Northampton sale of Egyptian statue: Major assault on art and cultural provision in the UK

By Paul Bond
25 July 2014

Northampton Borough Council’s sale of a 4,000-year-old Egyptian statue from its museum collection marks a further assault on public cultural provision.

Sekhemka, front (Christie's)

The statue is one of two known statues of Sekhemka, inspector of scribes c.2400-2300 BC. It was presented around 1870 by the Marquess of Northampton. An 1880 Deed of Gift stated it must be “accessible to the public at all proper times.”

The council removed it from public display in 2010, citing insurance costs, among other reasons. This was simply a prelude to sale. A subsequent Freedom of Information request revealed that insurance cover that year was lower than before, and the insurers were imposing no additional security arrangements.

In 2012 the council launched a supposed public consultation exercise on the sale.

The Museums Association (MA) had given the council written advice to “consult explicitly about the proposal to sell”. The council’s questionnaire, however, did not ask “whether the sale should go ahead”. Instead, in the words of MA ethics committee chairman Nick Merriman, it simply asked respondents “to tick which area of investment the sale proceeds should go to.”

At the time the statue was valued at £2 million. The council asked respondents only whether this should be spent on the restoration of Delapre Abbey, the expansion of Northampton Museum and Art Gallery, the establishment of a National Shoe Museum or the development of Abington Park Museum.

Nor did the questionnaire “acknowledge the historical importance of the object to the museum.”

The MA’s Code of Ethics allows for financially motivated disposal in exceptional circumstances. David Fleming, chair of the ethics committee, explained that it provides for such sales “only as a last resort after other sources of funding have been thoroughly explored”. The MA says it had asked Northampton “to seek alternative sources of capital funding before undertaking the sale of such an important item”, but “[t]he council did not provide evidence that it had done this.”

Residents set up a Save Sekhemka Action Group (SSAG). They opposed the sale of the statue, but if it had to be disposed of for curatorial reasons said they would prefer it was loaned to another museum. Before the sale protesters said that if the council no longer wanted to display the statue they should return it to the Egyptian Ministry of Antiquities, which had itself challenged the sale.

### Jobs
1. In the article on the Sekhemka sale, switch "prelude" to "precursor" and write out the passage between "The council removed" and "additional security arrangements.", inclusive.
2. According to the article on the Sekhemka sale, who presented the statue around 1870?
The records are separate material and have no link to the article on the Sekhemka sale.

### Data provided
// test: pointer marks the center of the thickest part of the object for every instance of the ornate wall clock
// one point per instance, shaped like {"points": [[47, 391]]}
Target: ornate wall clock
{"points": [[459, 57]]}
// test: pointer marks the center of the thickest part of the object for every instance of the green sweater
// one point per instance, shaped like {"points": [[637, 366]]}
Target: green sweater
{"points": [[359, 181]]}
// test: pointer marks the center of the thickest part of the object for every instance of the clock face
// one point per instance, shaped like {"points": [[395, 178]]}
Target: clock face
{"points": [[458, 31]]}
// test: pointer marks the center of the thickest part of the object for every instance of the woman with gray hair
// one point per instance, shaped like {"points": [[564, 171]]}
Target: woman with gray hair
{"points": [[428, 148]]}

### Solutions per task
1.
The council removed it from public display in 2010, citing insurance costs, among other reasons. This was simply a precursor to sale. A subsequent Freedom of Information request revealed that insurance cover that year was lower than before, and the insurers were imposing no additional security arrangements.

2. The Marquess of Northampton.